(Data listing)
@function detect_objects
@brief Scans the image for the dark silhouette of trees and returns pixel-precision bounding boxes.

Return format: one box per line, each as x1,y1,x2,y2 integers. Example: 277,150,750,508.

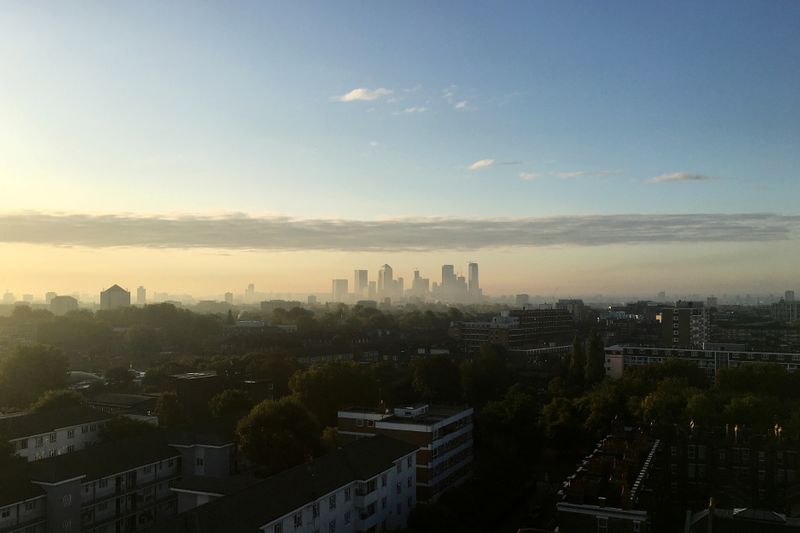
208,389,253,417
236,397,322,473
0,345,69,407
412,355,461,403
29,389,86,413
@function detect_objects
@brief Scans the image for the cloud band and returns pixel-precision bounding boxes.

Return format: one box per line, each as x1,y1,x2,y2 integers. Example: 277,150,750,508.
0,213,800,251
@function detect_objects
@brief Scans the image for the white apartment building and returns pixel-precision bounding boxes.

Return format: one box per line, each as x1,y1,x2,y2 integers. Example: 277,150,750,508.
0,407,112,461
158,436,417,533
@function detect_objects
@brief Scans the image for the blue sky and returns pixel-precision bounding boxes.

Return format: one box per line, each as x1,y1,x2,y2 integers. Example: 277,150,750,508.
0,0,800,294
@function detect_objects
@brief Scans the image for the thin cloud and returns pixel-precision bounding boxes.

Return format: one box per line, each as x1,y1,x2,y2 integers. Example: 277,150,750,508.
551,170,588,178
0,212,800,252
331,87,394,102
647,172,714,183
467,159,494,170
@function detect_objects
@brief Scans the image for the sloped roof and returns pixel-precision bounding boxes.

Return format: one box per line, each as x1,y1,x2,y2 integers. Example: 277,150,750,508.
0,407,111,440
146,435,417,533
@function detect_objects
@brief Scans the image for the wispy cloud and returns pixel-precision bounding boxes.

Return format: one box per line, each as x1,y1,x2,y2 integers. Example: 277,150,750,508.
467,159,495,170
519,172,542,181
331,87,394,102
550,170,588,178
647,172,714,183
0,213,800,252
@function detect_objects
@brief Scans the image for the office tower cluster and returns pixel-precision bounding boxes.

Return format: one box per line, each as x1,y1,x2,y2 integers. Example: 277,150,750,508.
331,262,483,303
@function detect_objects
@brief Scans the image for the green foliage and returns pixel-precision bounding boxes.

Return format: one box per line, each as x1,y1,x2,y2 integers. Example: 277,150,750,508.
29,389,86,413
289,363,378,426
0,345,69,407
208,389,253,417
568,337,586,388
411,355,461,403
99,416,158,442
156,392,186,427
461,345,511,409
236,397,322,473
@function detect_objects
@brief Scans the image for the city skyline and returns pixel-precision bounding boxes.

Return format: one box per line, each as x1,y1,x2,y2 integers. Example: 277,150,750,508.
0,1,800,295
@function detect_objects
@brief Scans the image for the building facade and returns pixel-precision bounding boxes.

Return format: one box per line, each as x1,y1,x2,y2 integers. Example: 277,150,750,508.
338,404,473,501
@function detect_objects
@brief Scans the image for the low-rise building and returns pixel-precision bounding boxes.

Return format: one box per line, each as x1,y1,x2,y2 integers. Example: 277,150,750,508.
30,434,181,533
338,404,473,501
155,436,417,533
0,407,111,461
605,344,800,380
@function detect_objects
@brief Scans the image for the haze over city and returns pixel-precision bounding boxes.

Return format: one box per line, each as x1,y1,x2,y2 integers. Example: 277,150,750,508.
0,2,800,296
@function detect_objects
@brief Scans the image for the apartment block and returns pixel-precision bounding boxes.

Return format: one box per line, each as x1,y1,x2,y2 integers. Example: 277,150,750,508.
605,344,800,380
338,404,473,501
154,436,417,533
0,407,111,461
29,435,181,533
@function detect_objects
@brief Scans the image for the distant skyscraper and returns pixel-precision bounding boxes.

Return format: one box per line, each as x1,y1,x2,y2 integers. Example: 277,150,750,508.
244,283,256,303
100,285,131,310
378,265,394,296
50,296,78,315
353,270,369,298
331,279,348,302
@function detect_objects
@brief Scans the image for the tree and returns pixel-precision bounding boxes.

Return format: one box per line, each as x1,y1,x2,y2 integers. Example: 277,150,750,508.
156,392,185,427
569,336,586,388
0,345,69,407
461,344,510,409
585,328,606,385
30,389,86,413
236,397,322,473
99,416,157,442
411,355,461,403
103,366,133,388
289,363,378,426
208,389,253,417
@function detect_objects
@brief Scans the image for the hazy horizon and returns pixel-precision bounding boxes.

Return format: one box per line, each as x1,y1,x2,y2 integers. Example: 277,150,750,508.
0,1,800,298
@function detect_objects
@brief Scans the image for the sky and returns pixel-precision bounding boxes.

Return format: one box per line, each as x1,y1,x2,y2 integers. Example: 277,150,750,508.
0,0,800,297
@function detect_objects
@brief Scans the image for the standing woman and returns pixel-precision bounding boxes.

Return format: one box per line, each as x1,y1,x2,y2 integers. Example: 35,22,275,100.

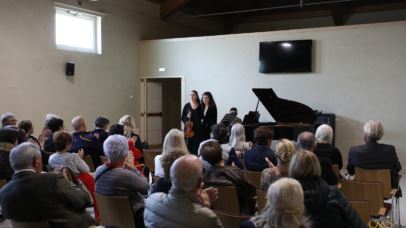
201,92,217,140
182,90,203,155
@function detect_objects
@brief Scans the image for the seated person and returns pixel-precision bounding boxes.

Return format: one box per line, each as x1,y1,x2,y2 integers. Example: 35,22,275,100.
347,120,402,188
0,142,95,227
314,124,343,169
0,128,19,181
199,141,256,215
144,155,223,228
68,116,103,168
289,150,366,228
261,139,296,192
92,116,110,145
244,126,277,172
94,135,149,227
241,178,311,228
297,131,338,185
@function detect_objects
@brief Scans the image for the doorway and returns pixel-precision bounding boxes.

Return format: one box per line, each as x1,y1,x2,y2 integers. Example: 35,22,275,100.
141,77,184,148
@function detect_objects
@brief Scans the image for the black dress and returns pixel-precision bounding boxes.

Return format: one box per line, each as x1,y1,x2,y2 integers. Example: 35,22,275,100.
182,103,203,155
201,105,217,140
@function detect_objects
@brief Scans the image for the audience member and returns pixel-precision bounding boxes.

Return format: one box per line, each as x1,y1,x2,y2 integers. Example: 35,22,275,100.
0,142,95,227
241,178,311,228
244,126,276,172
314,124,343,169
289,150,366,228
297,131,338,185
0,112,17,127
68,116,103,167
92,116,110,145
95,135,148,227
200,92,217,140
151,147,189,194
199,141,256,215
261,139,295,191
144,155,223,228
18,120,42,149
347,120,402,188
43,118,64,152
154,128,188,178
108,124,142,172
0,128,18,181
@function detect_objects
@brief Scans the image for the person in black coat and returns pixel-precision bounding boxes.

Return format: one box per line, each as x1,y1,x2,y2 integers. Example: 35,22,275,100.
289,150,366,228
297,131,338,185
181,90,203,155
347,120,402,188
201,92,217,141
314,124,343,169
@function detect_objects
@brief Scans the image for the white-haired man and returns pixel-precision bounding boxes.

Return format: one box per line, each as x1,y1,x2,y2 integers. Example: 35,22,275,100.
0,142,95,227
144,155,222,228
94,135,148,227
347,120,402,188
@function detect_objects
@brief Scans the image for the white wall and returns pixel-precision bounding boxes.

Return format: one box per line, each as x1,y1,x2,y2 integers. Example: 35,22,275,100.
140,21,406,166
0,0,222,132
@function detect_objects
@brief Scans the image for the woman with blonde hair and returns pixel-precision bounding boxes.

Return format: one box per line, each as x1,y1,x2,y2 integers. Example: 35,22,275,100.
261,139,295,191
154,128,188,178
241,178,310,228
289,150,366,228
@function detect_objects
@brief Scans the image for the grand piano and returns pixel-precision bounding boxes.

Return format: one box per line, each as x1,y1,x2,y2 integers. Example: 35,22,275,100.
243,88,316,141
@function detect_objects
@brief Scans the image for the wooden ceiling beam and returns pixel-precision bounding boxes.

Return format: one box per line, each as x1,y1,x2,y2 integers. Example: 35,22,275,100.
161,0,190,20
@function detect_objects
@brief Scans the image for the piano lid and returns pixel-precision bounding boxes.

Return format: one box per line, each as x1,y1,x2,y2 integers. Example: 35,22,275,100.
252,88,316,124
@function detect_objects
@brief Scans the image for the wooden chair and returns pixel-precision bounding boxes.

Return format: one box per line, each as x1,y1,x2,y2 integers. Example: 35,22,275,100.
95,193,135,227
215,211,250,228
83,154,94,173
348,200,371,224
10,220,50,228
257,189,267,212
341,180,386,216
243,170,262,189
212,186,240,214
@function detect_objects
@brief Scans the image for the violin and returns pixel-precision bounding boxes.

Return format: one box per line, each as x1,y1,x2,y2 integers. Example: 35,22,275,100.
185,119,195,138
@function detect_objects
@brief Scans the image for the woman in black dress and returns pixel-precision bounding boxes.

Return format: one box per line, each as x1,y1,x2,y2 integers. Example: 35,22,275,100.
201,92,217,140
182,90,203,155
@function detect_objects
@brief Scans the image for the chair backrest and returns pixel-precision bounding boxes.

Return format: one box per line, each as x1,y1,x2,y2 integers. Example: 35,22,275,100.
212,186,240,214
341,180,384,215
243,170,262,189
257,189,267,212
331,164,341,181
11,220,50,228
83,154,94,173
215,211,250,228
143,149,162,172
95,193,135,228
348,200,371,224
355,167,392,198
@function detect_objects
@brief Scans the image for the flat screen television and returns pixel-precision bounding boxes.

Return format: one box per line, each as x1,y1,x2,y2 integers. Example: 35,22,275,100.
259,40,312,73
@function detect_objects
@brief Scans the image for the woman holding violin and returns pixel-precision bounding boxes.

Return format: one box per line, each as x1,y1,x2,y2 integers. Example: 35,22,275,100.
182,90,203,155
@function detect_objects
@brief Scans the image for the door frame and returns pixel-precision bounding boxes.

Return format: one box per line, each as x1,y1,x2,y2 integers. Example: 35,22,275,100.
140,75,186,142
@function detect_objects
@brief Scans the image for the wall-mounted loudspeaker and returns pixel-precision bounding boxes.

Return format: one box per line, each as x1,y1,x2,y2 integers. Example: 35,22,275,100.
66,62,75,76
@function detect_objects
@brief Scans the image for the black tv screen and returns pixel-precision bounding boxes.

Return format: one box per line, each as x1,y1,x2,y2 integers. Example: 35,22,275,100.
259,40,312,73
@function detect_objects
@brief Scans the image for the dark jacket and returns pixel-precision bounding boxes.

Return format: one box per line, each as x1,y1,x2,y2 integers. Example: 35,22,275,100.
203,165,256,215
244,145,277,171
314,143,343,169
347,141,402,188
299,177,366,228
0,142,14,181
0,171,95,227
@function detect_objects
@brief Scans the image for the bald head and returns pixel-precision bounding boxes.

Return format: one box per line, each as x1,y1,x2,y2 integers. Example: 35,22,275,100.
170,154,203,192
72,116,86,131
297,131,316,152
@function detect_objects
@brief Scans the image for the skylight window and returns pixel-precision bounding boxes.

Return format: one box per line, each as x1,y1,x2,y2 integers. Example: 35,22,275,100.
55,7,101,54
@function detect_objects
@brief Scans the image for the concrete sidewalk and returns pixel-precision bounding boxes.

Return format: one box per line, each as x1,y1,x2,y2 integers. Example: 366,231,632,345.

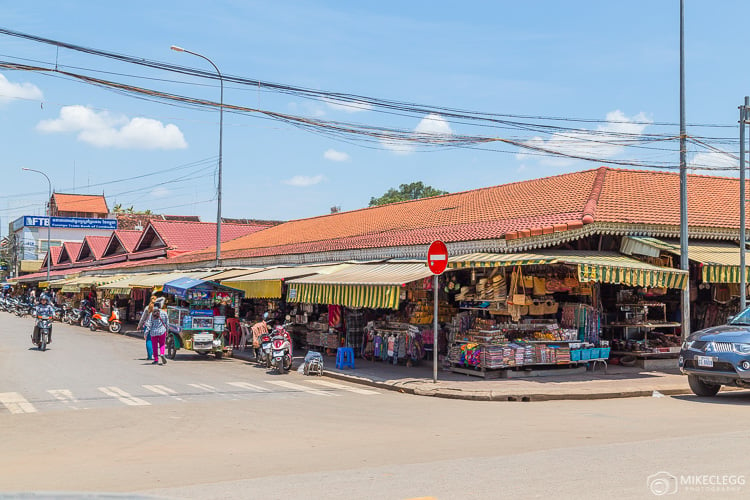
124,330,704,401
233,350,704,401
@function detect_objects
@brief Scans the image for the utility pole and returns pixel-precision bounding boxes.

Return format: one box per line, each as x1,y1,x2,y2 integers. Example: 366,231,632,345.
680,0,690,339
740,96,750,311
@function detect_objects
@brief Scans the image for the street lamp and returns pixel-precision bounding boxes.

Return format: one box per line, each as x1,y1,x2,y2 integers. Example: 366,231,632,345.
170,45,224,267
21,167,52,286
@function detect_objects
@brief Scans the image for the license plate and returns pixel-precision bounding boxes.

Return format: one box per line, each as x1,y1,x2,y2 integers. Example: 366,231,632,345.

Work instructions
Convert the records from the start through the line containing "467,159,494,170" into a two-column CSV with the headers ask and response, one row per request. Put each field in quotation marks, replace line breaks with spaces, and leave the pictures out.

Response to this task
ask,response
"@function detect_objects @brief Scans the image for the dark silhouette of trees and returns pixel-precision bounding boxes. Return format: one box per line, each as x1,y1,x2,y2 integers. Example: 277,150,750,508.","208,389,253,417 236,397,322,473 0,345,69,407 412,355,461,403 29,389,86,413"
"@function detect_objects @brief Scans the image for the cloud band and returns pixel-precision bounding boxes. Return format: one box per line, each as x1,y1,x2,y2 integers. Example: 277,150,750,508.","0,213,800,251"
"@function detect_objects @brief Scans the image for the white apartment building and returns pixel-precision bounding boxes. Return format: one box per line, each as x1,y1,x2,y2 integers. Example: 277,150,750,508.","0,407,112,461 158,436,417,533"
"@function detect_objects @brief Scans the image for the blue sky and returns pixel-precision bounding boxes. Return format: one box per line, each as x1,y1,x2,y2 integers. Example: 277,150,750,508.","0,0,800,294"
"@function detect_objects @brief Scans the image for the thin cloud and returns pixel-precision bounding boxes. Return format: one box per line, each as x1,y1,x2,y2 integers. Example: 277,150,750,508.","551,170,588,178 0,212,800,252 331,87,394,102 647,172,714,183 467,159,494,170"